> [WHAT YOU NEED TO DO] How many lines in the records below contain the string "decal"? Answer with the number alone.

Start of RECORD EXTRACTS

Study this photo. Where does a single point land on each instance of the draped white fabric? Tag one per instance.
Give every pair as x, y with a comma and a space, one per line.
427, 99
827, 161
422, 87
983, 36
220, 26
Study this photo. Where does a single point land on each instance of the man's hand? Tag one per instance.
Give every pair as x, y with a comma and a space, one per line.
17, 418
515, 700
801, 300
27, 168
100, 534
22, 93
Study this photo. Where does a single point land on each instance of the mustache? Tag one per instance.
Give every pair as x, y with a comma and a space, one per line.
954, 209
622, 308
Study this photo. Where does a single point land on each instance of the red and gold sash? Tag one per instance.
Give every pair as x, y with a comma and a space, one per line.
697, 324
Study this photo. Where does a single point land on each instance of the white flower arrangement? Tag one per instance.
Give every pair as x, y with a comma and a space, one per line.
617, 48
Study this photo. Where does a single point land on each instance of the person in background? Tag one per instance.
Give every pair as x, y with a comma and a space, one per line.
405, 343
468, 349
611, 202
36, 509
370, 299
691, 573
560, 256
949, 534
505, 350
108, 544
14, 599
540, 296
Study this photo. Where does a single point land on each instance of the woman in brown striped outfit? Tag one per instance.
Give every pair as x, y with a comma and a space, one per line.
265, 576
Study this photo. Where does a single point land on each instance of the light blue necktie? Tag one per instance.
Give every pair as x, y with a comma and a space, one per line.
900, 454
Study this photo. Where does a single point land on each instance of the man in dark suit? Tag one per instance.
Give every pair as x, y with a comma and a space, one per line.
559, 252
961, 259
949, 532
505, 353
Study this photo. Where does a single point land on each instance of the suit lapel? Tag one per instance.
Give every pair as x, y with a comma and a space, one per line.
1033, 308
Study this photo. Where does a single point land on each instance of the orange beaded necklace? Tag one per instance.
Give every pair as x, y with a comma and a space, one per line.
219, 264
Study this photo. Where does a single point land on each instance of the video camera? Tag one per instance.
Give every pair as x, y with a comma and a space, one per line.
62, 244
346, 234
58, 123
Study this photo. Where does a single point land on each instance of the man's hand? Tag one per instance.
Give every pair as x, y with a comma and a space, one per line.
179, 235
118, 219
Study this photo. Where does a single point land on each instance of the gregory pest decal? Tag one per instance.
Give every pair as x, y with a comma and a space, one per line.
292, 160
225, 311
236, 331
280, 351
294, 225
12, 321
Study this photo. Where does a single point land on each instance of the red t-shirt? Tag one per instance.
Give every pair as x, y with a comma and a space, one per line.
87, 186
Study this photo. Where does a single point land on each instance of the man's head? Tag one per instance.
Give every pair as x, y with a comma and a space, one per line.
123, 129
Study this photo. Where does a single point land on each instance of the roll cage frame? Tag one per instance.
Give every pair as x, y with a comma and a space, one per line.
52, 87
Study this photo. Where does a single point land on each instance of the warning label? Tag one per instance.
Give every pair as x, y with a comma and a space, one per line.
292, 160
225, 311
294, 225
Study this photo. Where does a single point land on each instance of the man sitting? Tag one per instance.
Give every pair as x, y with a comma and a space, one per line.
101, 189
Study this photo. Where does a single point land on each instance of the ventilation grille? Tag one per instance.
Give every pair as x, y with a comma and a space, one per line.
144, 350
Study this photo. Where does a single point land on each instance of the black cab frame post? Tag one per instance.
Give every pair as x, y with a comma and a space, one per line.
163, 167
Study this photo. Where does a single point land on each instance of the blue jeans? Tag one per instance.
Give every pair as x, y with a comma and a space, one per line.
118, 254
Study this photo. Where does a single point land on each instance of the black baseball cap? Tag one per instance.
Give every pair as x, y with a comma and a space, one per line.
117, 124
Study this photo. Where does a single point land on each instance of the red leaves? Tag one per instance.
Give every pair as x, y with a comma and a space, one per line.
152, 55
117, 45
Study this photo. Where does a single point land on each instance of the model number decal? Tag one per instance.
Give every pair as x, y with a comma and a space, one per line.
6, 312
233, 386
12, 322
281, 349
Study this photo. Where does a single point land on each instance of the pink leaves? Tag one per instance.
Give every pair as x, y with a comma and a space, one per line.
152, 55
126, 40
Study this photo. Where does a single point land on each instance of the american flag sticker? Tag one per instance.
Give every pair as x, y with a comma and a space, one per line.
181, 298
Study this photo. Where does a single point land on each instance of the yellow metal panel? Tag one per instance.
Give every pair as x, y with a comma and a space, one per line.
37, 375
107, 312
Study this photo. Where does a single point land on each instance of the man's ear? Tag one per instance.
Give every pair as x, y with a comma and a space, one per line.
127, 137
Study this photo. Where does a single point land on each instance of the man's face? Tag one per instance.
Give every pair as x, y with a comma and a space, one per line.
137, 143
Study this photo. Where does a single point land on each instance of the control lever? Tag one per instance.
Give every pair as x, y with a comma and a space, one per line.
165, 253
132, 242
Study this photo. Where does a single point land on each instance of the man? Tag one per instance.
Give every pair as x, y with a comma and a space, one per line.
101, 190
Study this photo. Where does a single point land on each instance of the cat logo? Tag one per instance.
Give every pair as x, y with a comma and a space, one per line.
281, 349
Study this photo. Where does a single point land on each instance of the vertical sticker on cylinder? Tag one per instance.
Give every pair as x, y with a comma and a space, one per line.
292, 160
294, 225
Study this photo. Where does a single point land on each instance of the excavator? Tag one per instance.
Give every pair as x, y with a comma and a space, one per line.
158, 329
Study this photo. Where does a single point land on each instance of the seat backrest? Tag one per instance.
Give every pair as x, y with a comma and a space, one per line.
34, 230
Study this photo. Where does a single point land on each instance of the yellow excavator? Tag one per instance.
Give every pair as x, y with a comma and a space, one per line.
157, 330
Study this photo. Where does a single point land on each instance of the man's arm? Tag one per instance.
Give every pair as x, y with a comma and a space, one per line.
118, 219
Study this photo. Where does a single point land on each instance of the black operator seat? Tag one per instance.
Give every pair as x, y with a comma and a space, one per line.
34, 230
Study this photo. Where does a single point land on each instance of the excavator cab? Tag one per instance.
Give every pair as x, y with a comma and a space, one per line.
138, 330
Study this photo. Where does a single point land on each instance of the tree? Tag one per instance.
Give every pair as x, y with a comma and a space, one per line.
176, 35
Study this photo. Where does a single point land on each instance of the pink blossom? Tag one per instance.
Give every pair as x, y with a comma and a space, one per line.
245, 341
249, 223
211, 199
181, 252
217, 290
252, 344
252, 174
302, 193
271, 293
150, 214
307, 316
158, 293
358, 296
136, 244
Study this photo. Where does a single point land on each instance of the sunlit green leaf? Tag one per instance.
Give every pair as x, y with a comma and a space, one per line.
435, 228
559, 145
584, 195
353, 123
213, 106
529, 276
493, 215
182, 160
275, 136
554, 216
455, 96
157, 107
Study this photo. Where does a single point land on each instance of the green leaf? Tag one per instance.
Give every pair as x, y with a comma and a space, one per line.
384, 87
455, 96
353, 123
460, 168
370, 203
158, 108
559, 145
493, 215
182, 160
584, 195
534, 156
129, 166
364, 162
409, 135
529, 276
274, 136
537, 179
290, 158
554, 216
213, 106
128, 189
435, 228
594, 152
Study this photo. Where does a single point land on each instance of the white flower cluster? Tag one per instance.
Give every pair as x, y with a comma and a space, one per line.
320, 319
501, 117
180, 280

End of RECORD EXTRACTS

> [TASK OUTPUT] 2